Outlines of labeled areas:
····················
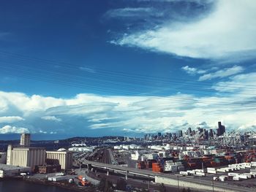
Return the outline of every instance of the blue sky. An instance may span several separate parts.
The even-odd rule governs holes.
[[[256,128],[253,0],[4,1],[0,133]],[[242,117],[242,118],[241,118]]]

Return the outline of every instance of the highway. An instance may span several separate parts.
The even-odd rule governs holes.
[[[128,172],[129,174],[137,174],[137,175],[140,175],[140,176],[145,176],[145,177],[154,177],[155,176],[161,176],[161,177],[165,177],[167,178],[173,179],[173,180],[178,180],[180,181],[185,181],[188,183],[197,183],[199,185],[206,185],[208,186],[212,185],[212,181],[211,180],[203,180],[203,177],[199,180],[199,177],[182,177],[182,176],[178,176],[178,175],[175,175],[175,174],[167,174],[164,173],[157,173],[157,172],[153,172],[151,171],[147,170],[147,169],[135,169],[135,168],[129,168],[129,167],[124,167],[124,166],[116,166],[116,165],[112,165],[112,164],[102,164],[102,163],[99,163],[99,162],[94,162],[94,161],[91,161],[88,160],[84,160],[83,164],[86,165],[91,165],[93,167],[97,167],[99,169],[103,169],[106,170],[113,170],[115,172],[124,172],[126,174]],[[246,188],[246,187],[241,187],[236,185],[229,185],[228,183],[219,183],[219,182],[214,182],[214,187],[215,188],[221,188],[224,189],[228,189],[231,190],[233,191],[241,191],[241,192],[255,192],[255,188]]]

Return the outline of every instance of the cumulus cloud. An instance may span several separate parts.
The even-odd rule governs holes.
····················
Reproduce all of the data above line for line, leaving out the pictures.

● **Answer to the exercise**:
Return the outline of every instance of the blue sky. An instance may span several separate parts.
The even-odd rule governs holes.
[[[256,128],[253,0],[4,1],[0,133]],[[242,117],[242,118],[241,118]]]

Return the outline of every instance of the highway. An instance may span several separate parts.
The even-odd rule governs holes.
[[[128,172],[129,174],[137,174],[137,175],[140,175],[140,176],[145,176],[145,177],[154,177],[155,176],[161,176],[161,177],[165,177],[167,178],[173,179],[173,180],[178,180],[180,181],[185,181],[188,183],[197,183],[199,185],[206,185],[208,186],[212,185],[212,181],[211,180],[203,180],[203,177],[199,180],[199,177],[182,177],[182,176],[178,176],[178,175],[175,175],[175,174],[167,174],[164,173],[157,173],[157,172],[153,172],[151,171],[147,170],[147,169],[135,169],[135,168],[129,168],[129,167],[124,167],[124,166],[116,166],[116,165],[112,165],[112,164],[102,164],[102,163],[99,163],[99,162],[94,162],[94,161],[91,161],[88,160],[84,160],[83,164],[86,165],[91,165],[93,167],[97,167],[99,169],[103,169],[106,170],[113,170],[115,172],[124,172],[126,174]],[[246,188],[246,187],[241,187],[236,185],[229,185],[228,183],[219,183],[219,182],[214,182],[214,187],[215,188],[221,188],[224,189],[228,189],[231,190],[233,191],[241,191],[241,192],[255,192],[255,188]]]

Return the outline of every instance of the cumulus cloud. An instance may span several separate parts.
The even-odd rule governs holes.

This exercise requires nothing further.